## Extract to read
Motoki Saito, motoki.saito@uni-oldenburg.de

Examples

# The most frequent occurrence is returned for character/factor.
vec <- c(rep('A',2), rep('B',3), rep('C',1))
print(constant(vec))
# The representative value by "func" is returned for numeric.
# (default=median)
set.seed(716)
vec <- rnorm(10)
print(constant(vec))
# Another function can be used, too (e.g., max).
print(constant(vec, max))

Create a data.frame from a GAM object for prediction

Description

In order to obtain predicted values from a GAM object, you need to provide a data.frame with combinations of values for the predictors in the model to mgcv::predict.gam. This function does this job only by giving it a GAM object (i.e., mdl) and telling it which variables you would like to vary (i.e, target).

Usage

mdl_to_ndat(mdl, target = c(), cond = list(), len = 100, method = median)

Arguments

mdl

A GAM object (gam or bam), from which you would like to obtain predictions.

target

A character vector, which indicates variables to vary.

cond

A list of variables (as names) and their values. "cond" overrides "target".

len

A numeric, which specifies length of each varied variable, when the variable is numeric.

## Collected data
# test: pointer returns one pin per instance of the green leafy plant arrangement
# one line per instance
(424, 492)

## Work to complete
1. Name each argument that has its own entry under the Arguments heading in the R documentation.
2. Reproduce the R documentation word for word between "# The representative" and "vary (i.e, target).", inclusive.

## Solutions per task
1.
mdl
target
cond
len

2.
# The representative value by "func" is returned for numeric.
# (default=median)
set.seed(716)
vec <- rnorm(10)
print(constant(vec))
# Another function can be used, too (e.g., max).
print(constant(vec, max))

Create a data.frame from a GAM object for prediction

Description

In order to obtain predicted values from a GAM object, you need to provide a data.frame with combinations of values for the predictors in the model to mgcv::predict.gam. This function does this job only by giving it a GAM object (i.e., mdl) and telling it which variables you would like to vary (i.e, target).